◆ **YOUR TASK**:
Return every line of the material below that contains the word "wall", matching case exactly.

◆ **SUPPLIED RECORDS**:
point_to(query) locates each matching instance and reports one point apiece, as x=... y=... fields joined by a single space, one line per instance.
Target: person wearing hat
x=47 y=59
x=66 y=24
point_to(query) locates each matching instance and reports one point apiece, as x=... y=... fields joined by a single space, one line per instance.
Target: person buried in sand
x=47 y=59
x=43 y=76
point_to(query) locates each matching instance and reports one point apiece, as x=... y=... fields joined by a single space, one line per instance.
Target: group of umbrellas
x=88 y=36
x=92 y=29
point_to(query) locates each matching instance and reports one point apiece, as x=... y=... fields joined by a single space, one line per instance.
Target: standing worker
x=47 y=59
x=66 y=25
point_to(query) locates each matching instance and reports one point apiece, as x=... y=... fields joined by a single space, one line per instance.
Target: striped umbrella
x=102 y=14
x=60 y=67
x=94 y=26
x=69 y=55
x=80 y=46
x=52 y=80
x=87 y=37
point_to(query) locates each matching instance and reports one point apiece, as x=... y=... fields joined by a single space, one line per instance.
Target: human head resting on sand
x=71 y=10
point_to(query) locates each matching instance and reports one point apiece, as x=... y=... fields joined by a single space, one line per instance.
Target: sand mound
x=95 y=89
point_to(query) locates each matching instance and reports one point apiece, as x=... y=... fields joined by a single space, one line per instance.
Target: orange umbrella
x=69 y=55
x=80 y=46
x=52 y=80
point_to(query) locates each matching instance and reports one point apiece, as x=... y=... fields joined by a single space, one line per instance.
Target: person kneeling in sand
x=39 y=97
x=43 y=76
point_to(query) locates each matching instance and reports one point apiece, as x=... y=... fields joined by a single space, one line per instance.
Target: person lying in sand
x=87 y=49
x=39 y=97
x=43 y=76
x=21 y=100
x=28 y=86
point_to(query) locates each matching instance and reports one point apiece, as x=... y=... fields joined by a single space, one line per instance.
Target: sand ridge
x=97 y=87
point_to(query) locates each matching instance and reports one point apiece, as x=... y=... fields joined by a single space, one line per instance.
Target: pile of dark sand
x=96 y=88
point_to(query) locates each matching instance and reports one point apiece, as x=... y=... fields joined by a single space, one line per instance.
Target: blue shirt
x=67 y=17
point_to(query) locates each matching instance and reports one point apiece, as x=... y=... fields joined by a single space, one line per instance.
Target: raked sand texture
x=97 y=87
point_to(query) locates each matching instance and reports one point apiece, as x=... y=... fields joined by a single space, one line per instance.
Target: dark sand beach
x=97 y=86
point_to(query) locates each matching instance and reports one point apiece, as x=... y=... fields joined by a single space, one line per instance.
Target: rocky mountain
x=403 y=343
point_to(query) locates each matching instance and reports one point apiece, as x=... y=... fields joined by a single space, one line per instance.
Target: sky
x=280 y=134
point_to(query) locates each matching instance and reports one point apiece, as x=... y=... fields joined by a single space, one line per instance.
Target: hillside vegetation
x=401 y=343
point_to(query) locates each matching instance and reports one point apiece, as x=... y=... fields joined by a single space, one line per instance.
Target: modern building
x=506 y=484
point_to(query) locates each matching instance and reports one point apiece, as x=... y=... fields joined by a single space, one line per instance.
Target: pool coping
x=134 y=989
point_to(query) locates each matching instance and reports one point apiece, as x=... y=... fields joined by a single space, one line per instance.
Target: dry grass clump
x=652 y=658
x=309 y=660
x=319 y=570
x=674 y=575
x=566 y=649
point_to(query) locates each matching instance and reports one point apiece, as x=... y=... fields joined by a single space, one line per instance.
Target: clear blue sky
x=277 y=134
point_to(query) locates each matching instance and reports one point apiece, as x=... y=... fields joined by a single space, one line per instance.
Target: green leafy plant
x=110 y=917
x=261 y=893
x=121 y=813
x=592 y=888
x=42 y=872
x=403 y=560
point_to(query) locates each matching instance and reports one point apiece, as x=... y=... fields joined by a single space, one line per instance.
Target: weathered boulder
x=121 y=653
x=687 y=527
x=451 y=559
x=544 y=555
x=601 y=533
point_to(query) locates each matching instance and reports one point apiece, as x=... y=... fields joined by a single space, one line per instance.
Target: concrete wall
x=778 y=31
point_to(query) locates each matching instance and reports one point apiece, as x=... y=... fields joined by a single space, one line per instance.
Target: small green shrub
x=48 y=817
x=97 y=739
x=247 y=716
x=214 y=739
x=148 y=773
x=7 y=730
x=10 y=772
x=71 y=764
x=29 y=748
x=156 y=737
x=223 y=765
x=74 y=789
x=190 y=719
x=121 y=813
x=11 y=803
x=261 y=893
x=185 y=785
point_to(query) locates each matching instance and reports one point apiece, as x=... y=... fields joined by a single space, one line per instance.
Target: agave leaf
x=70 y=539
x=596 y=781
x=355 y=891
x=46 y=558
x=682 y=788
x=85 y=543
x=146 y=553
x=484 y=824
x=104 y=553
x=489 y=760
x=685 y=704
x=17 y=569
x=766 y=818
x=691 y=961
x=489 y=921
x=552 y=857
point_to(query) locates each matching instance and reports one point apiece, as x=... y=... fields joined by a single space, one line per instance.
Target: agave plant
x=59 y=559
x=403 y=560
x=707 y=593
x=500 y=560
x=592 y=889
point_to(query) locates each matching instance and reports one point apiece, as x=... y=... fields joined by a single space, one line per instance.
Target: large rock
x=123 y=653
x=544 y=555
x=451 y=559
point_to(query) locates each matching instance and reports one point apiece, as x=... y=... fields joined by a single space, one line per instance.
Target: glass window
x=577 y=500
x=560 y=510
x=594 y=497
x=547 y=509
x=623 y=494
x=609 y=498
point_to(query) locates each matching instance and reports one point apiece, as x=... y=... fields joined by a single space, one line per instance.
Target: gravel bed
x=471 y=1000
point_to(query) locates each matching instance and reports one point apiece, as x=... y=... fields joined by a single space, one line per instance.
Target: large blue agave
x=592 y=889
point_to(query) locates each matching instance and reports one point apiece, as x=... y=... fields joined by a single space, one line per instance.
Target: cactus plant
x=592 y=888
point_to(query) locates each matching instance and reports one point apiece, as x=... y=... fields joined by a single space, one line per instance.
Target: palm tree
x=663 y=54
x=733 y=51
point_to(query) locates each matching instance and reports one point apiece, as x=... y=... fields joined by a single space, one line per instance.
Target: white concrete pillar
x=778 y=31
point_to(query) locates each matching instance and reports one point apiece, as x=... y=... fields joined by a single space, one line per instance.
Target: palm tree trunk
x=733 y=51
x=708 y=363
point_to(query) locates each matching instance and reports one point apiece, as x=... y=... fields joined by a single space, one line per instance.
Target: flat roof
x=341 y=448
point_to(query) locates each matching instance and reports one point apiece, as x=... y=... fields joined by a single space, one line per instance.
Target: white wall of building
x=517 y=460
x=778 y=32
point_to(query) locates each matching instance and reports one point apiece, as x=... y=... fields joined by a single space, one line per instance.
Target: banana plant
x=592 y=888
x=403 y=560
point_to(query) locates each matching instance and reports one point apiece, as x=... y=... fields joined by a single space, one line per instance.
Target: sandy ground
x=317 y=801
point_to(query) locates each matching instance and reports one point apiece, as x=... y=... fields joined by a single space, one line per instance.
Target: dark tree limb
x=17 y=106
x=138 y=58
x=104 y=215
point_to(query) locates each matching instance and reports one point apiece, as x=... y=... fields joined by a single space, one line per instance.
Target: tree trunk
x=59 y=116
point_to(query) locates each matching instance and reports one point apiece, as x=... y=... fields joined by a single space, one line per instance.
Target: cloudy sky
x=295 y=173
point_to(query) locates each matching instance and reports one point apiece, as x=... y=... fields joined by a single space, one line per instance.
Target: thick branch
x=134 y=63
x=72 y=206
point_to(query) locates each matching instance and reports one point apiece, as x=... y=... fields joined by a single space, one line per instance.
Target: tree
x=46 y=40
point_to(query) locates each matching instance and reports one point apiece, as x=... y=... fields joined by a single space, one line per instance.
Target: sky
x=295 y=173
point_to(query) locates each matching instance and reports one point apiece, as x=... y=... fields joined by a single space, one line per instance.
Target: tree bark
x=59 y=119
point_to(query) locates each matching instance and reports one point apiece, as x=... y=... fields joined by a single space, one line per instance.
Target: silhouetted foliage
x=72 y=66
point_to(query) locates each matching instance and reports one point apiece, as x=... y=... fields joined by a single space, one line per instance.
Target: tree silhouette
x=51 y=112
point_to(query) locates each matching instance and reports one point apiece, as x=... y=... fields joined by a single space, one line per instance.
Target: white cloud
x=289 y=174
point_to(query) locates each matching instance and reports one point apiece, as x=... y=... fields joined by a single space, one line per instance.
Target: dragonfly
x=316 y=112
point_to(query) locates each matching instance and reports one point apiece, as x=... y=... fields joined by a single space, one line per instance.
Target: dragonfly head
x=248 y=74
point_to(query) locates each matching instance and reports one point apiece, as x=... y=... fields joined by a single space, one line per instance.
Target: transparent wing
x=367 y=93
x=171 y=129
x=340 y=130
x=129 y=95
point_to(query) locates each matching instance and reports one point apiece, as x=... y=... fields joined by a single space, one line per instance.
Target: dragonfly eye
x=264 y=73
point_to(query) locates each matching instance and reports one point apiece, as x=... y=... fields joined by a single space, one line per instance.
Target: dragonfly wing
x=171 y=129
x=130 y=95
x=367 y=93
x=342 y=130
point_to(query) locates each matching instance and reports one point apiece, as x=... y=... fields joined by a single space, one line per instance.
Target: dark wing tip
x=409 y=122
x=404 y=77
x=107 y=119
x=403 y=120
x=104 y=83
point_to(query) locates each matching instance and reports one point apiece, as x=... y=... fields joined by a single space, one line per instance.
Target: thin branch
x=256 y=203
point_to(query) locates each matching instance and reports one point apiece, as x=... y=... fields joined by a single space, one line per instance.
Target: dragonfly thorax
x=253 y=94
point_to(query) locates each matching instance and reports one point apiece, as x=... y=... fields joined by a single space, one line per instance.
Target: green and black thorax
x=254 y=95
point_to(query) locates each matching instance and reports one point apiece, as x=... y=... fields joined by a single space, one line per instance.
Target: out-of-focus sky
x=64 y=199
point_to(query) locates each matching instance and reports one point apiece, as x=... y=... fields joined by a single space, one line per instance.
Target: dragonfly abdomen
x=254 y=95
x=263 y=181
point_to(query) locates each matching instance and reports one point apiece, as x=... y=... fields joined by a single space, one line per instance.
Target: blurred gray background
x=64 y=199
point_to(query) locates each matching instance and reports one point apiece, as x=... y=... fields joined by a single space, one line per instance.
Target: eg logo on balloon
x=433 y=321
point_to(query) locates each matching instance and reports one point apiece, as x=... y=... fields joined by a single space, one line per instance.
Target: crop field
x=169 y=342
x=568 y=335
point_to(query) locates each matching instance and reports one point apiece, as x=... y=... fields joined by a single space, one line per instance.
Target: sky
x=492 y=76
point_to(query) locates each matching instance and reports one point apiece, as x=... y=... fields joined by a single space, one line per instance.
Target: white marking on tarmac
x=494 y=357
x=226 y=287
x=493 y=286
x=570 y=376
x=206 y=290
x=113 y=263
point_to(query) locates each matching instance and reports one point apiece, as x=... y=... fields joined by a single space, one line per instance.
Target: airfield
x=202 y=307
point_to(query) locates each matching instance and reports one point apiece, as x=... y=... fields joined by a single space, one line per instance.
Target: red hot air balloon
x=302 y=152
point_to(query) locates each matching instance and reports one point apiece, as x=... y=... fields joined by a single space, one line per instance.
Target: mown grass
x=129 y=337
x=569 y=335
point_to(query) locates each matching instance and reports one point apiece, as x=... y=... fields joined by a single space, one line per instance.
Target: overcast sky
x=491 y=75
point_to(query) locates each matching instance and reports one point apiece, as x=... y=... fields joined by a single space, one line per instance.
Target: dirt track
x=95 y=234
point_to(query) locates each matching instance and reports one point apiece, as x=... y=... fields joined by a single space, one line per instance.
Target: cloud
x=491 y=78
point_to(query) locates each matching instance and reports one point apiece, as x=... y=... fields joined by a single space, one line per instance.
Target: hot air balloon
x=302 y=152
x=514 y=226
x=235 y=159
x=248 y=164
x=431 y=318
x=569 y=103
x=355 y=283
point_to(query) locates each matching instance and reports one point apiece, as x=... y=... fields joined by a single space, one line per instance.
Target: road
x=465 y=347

◆ **EXPECTED ANSWER**:
Target: concrete wall
Target: white wall of building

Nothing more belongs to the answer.